---------- DATA FOR PROCESSING ----------
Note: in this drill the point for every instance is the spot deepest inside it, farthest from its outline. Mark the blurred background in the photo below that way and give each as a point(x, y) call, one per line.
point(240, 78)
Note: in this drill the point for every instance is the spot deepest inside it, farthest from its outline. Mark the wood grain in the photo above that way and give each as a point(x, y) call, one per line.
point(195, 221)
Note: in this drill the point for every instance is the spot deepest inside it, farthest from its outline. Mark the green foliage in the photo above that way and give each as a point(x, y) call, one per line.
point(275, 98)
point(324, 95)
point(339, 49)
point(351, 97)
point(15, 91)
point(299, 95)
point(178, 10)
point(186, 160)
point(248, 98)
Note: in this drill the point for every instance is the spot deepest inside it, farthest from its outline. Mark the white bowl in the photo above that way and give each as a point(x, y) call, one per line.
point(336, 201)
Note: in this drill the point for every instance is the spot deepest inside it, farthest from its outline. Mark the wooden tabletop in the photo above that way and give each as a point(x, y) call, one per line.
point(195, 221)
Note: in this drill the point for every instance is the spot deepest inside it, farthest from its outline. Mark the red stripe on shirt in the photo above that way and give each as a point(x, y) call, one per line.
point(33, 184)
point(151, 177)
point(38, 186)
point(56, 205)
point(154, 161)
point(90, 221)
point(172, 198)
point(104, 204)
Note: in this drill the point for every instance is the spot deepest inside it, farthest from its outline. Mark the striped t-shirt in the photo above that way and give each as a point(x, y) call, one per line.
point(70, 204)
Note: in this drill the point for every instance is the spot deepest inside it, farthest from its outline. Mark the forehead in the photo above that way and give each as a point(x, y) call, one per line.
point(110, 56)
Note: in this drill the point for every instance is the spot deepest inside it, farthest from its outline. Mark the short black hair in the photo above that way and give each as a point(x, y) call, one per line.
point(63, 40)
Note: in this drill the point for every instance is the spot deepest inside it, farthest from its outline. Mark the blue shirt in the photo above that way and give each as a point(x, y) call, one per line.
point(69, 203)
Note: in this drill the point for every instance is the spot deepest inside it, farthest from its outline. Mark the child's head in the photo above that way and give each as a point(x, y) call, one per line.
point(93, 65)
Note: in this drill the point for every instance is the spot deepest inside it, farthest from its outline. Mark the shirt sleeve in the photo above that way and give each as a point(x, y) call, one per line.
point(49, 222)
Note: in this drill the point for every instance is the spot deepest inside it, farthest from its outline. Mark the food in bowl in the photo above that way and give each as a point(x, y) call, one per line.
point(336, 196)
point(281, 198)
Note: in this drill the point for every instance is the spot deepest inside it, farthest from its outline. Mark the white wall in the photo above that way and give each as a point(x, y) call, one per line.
----------
--- TASK PROMPT ---
Please output the entries above, every line exactly as it reads.

--- ANSWER TO THIS PROBLEM ---
Note: in this drill the point for every instance is the spot deepest inside it, farthest from its outline. Mark the blurred background in the photo below that way and give each as a point(x, y) call, one per line.
point(240, 78)
Note: in this drill the point for every instance is the spot deepest inside it, farthest from its outline. Mark the wood grain in the photo above that way and give each as a point(x, y) call, one per line.
point(195, 221)
Note: in this drill the point for every instance is the spot deepest inside it, farthest from its outline. Mark the green foliage in the photo above that way and give each as a point(x, y) call, one per line.
point(275, 98)
point(324, 95)
point(339, 49)
point(351, 97)
point(15, 91)
point(299, 95)
point(178, 10)
point(186, 160)
point(248, 98)
Note: in this drill the point for every instance is the spot deepest inside it, farthest from its outline. Mark the white bowl in the photo above that way and give each as a point(x, y) call, one per line.
point(336, 201)
Note: in this drill the point for every instance is the spot deepest inside it, farthest from its outline. Mark the wooden tabletop in the photo above that way and give each as a point(x, y) call, one per line.
point(195, 221)
Note: in this drill the point for every instance is the spot deepest inside it, farthest from its outline. Mark the red stripe on shirt in the photo above that way and give each as a point(x, y) call, one per line.
point(33, 184)
point(151, 177)
point(38, 186)
point(56, 205)
point(154, 161)
point(90, 221)
point(172, 198)
point(104, 204)
Note: in this drill the point for every instance is the spot deepest inside it, farthest from its outline. Mark the striped t-shirt in the photo above that way and give each as a point(x, y) call, one per line.
point(70, 204)
Note: in this drill the point for every instance is the spot deepest inside it, farthest from its outline. Mark the forehead in the photo above that way and give each as a point(x, y) call, one per line.
point(110, 56)
Note: in this drill the point for every instance is the spot deepest inside it, farthest from its outline. Mark the short black hair in the photo above that way and give each as a point(x, y) call, one per line.
point(63, 40)
Note: in this drill the point for every instance is the spot deepest inside it, farthest from its outline. Mark the blue shirt in the photo above that way and give each as a point(x, y) call, one per line.
point(69, 203)
Note: in this drill the point for every instance is the spot deepest inside it, farthest from its outline. Mark the child's head in the photo above that way and give each as a point(x, y) call, one per line.
point(93, 65)
Note: in this drill the point for every instance is the spot deepest inside it, farthest from its outline. Mark the shirt sleeve in the photo above that way and give each as a point(x, y) call, one per line.
point(49, 222)
Note: in this drill the point for every instance is the spot deepest inside it, farthest from its outline. Mark the food in bowl in the photo above that way and give each as a point(x, y) call, one per line.
point(336, 196)
point(281, 198)
Note: in this drill the point for every instance is the spot deepest inside it, farthest from its outline. Mark the white wall in the photo above that way and give each as a point(x, y) call, one per line.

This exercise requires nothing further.